* _Requirements_
Rewrite all of the material below with "grass lawn" replaced by "flower bed", leaving everything else unchanged. Leave out the pictures.

(Stored entries)
########

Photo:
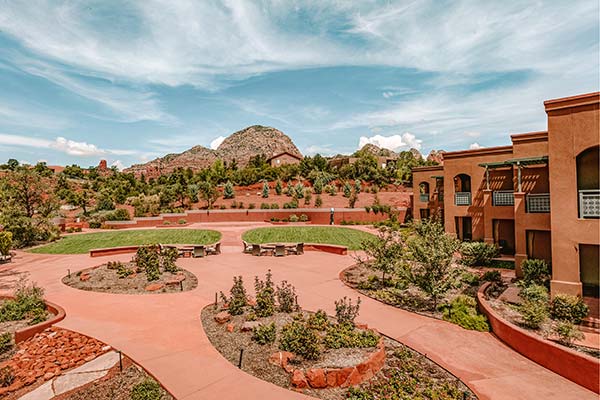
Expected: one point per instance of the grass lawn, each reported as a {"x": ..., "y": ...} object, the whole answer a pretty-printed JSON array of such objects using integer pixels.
[
  {"x": 77, "y": 244},
  {"x": 350, "y": 238}
]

########

* _Result of the exercise_
Photo:
Expected: one point per instance of the flower bed, each reported as a {"x": ..., "y": ...} object, the whole answer a pretty-printed JSON array of such objects using integer pixels.
[
  {"x": 77, "y": 244},
  {"x": 350, "y": 238}
]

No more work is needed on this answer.